Bacaan untuk Ditelaah:
((

Filosofi Diam

  • 26 November 2019
  • 12:00 WITA
  • Jurusan KPI Bersatu
  • Berita

            Diam di definisikan sebagai sebuah bentuk sikap seseorang yang tidak ingin melakukan sesuatu atau tindakan. Dalam sikap diamnya seseorang tentu memilki suatu  alasan. Diamnya seseorang  bukan berarti kita tidak mengerti persoalan secara lebih jernih, mengolah dan menganalisisnya lewat batin dan pikiran. Pelajaran berharga dari pada bisu adalah untuk  tidak terburu-buru dalam berkata atau mengomentari sesuatu.
            Tapi bagaimana dengan ungkapan bahwa diam itu emas? Memang diam itu emas, jika kita mengaturnya dengan baik. Karena dengan sedikit bicara (diam) kita akan banyak mendengar dengan banyak mendengar kita akan berfikir, dengan banyak berfikir kita akan semakin bijak. Tapi tidak semua orang memahami bahwa ketika diam itu di katakan emas, pendiam dengan memiliki pengertian yang sangat beda dan jelas berseberangan. Banyak orang yang suka bicara bila perlu “ingin di perhatikan oleh orang lain”, karena rumusan itu sederhana yakni berbicaralah maka Anda akan terkenal karena kepribadian seseorang tersembunyi di balik lisannya. Artinya hanya dengan berbicara dan mengatakan kepada orang lain tentang jati diri kita, maka orang lain akan mengenal dan paham tentang kita.

))

Yang Harus Dikerjakan:
Salin kembali seluruh bagian teks tentang filosofi diam, dari "Tapi bagaimana dengan" hingga "paham tentang kita.", dan ubah kata "emas" menjadi "perak".

[Data penunjukan ungkapan rujukan]
((

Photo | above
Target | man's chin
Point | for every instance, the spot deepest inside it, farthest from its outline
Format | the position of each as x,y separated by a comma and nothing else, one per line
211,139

))

Ruang Jawaban:
Tapi bagaimana dengan ungkapan bahwa diam itu perak? Memang diam itu perak, jika kita mengaturnya dengan baik. Karena dengan sedikit bicara (diam) kita akan banyak mendengar dengan banyak mendengar kita akan berfikir, dengan banyak berfikir kita akan semakin bijak. Tapi tidak semua orang memahami bahwa ketika diam itu di katakan perak, pendiam dengan memiliki pengertian yang sangat beda dan jelas berseberangan. Banyak orang yang suka bicara bila perlu “ingin di perhatikan oleh orang lain”, karena rumusan itu sederhana yakni berbicaralah maka Anda akan terkenal karena kepribadian seseorang tersembunyi di balik lisannya. Artinya hanya dengan berbicara dan mengatakan kepada orang lain tentang jati diri kita, maka orang lain akan mengenal dan paham tentang kita.